WORK INSTRUCTIONS: Copy exactly the lines from the "If you could drop a marker on the lit" line to the end, both included, and nothing else.

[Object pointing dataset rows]
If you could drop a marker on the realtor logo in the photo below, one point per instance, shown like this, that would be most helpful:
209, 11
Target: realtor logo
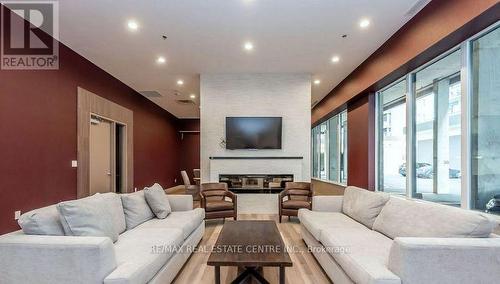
29, 33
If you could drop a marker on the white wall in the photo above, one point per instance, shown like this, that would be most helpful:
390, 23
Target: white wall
283, 95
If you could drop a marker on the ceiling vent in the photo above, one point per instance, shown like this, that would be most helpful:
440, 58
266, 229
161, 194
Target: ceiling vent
419, 5
151, 94
185, 102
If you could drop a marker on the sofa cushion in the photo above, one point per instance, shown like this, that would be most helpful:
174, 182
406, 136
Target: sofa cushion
157, 200
142, 252
362, 253
87, 217
414, 218
296, 204
187, 221
315, 221
219, 205
363, 205
42, 221
136, 209
114, 205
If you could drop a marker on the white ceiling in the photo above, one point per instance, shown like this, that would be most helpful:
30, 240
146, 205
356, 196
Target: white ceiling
206, 36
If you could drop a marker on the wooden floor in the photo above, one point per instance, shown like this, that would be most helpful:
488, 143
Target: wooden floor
305, 267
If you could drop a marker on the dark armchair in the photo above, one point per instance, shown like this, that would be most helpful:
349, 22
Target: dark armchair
214, 200
298, 195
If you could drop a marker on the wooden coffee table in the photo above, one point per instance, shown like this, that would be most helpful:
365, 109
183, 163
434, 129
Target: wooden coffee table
250, 245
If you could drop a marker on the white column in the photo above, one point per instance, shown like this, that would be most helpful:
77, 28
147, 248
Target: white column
441, 137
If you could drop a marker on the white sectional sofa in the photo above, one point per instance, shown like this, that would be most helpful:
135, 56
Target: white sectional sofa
371, 237
152, 252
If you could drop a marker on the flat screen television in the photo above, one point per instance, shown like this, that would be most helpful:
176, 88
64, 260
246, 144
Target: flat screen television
253, 133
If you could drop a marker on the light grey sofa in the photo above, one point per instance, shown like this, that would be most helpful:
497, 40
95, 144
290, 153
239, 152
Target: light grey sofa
152, 252
371, 237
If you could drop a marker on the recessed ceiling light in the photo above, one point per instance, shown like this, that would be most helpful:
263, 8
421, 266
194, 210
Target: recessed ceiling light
132, 25
364, 23
248, 46
161, 60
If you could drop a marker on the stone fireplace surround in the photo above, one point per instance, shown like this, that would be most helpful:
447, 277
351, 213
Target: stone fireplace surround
257, 166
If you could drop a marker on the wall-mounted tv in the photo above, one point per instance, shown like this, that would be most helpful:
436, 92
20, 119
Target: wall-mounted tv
253, 133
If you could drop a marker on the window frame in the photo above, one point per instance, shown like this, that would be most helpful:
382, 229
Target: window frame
465, 48
341, 150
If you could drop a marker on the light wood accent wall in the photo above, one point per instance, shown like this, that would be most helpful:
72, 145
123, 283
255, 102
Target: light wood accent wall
326, 188
88, 104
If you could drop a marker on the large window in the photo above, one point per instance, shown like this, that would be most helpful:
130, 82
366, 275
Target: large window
438, 128
392, 137
438, 131
329, 149
485, 124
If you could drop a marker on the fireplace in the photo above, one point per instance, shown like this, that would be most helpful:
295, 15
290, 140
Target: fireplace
253, 183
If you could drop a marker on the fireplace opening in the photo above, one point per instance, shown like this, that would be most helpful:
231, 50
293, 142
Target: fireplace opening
253, 183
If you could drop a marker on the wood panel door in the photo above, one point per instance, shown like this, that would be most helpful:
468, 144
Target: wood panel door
101, 156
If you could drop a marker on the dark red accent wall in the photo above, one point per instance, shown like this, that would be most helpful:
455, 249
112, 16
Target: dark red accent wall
38, 137
190, 146
361, 142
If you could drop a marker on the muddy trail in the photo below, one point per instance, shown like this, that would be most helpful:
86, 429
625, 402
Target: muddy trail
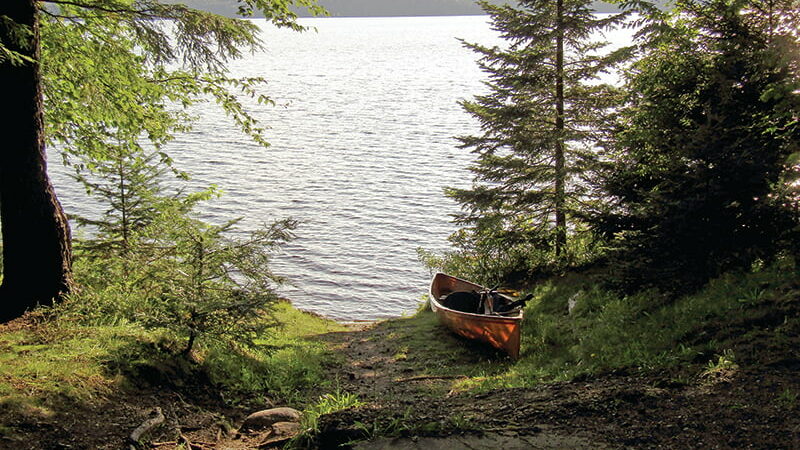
416, 384
418, 401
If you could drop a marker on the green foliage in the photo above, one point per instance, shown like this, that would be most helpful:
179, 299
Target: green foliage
574, 327
723, 362
695, 188
542, 120
121, 73
188, 277
325, 404
130, 184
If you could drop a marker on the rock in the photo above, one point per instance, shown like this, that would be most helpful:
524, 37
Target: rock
264, 419
285, 428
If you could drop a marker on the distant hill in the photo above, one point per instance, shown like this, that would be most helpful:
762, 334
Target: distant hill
374, 8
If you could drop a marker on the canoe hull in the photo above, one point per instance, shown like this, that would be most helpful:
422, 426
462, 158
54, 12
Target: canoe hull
501, 332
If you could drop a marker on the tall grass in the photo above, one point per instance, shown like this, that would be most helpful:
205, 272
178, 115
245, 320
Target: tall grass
605, 331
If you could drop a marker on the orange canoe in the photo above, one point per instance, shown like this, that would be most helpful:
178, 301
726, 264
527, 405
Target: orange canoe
501, 332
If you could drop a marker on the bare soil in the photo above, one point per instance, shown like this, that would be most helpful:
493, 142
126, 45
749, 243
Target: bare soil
753, 405
409, 405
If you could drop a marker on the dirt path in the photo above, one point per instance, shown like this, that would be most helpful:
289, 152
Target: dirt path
411, 402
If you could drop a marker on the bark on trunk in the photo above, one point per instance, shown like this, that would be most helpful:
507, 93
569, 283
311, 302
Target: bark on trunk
36, 238
560, 197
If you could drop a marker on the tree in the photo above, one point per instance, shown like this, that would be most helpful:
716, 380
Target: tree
112, 72
36, 249
541, 120
711, 118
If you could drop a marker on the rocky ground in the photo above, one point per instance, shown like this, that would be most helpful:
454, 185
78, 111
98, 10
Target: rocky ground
752, 404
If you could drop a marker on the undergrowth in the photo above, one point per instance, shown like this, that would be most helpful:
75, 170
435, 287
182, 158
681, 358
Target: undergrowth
573, 327
58, 360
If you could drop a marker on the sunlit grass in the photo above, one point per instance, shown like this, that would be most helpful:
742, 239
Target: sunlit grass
603, 331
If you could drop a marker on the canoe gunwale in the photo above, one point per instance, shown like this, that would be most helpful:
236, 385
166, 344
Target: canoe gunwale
501, 332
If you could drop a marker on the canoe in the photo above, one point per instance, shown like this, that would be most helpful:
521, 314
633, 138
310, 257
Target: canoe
501, 332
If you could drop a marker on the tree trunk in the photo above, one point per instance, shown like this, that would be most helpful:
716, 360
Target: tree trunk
560, 181
36, 238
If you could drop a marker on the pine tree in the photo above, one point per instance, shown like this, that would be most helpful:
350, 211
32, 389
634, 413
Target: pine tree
542, 120
704, 140
129, 182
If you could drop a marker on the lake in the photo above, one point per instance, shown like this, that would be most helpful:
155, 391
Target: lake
362, 146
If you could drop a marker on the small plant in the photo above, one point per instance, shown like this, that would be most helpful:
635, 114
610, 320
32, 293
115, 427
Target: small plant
751, 297
724, 362
788, 398
326, 404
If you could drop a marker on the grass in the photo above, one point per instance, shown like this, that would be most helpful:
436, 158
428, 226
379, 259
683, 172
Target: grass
604, 331
53, 361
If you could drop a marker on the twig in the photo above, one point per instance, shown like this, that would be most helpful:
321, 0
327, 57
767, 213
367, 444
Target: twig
431, 377
156, 419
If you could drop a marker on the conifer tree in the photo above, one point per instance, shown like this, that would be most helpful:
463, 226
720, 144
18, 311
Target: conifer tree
704, 143
129, 183
543, 117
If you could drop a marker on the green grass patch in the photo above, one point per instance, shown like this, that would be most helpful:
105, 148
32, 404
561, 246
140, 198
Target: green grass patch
64, 359
604, 331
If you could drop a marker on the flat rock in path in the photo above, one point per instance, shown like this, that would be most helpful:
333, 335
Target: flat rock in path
267, 418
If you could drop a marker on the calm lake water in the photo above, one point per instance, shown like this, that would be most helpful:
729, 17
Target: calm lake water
362, 147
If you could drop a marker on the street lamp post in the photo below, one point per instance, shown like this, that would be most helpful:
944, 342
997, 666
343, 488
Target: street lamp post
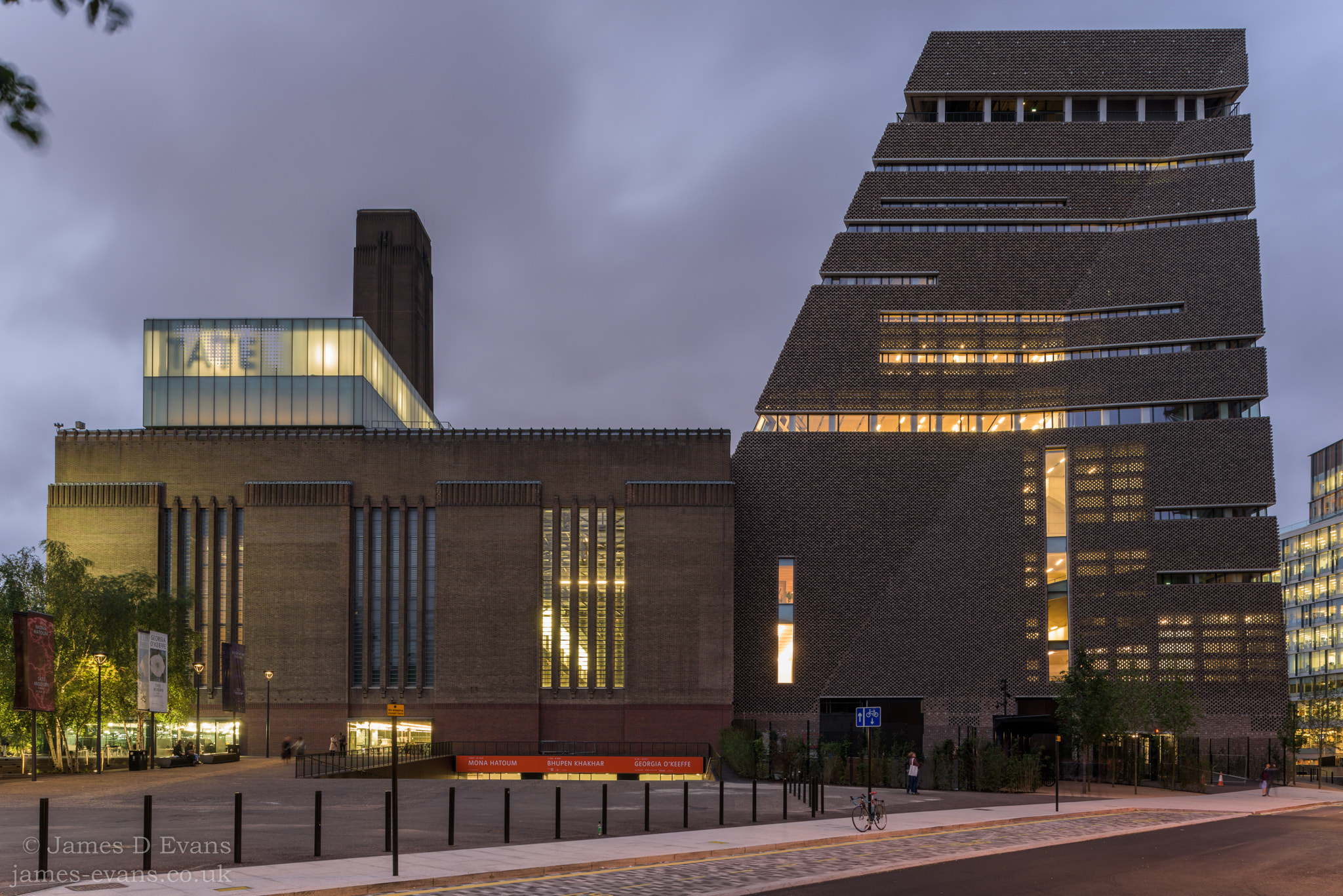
269, 676
199, 668
98, 659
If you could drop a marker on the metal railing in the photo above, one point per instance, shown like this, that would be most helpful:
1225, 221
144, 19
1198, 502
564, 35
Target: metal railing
328, 764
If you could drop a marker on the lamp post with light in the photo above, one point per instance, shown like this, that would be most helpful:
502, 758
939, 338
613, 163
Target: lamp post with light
199, 668
269, 676
98, 660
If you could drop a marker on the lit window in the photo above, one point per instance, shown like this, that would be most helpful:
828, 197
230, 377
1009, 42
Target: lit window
785, 625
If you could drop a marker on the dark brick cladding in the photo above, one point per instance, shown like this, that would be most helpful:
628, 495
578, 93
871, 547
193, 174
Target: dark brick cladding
916, 555
300, 490
1073, 140
1150, 60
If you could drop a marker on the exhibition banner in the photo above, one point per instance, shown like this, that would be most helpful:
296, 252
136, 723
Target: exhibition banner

EXERCISE SOLUTION:
If you could drop a marker on the lit window in the photo above, one point per instance, shown like this, that would be most helpful:
828, 197
230, 377
1009, 42
Target: lit window
785, 625
If you could drop a marker on the dark brick cladding in the photo above, one point per instance, shown like this, that would be most helpful:
628, 495
578, 93
871, 547
193, 174
Target: dark brick cladding
916, 555
300, 490
1073, 140
1150, 60
If you could drop a marker on the exhibition banner in the photo above, one point per instance, shown like this, that would be most helpful:
296, 252
136, 723
Target: exhibition banner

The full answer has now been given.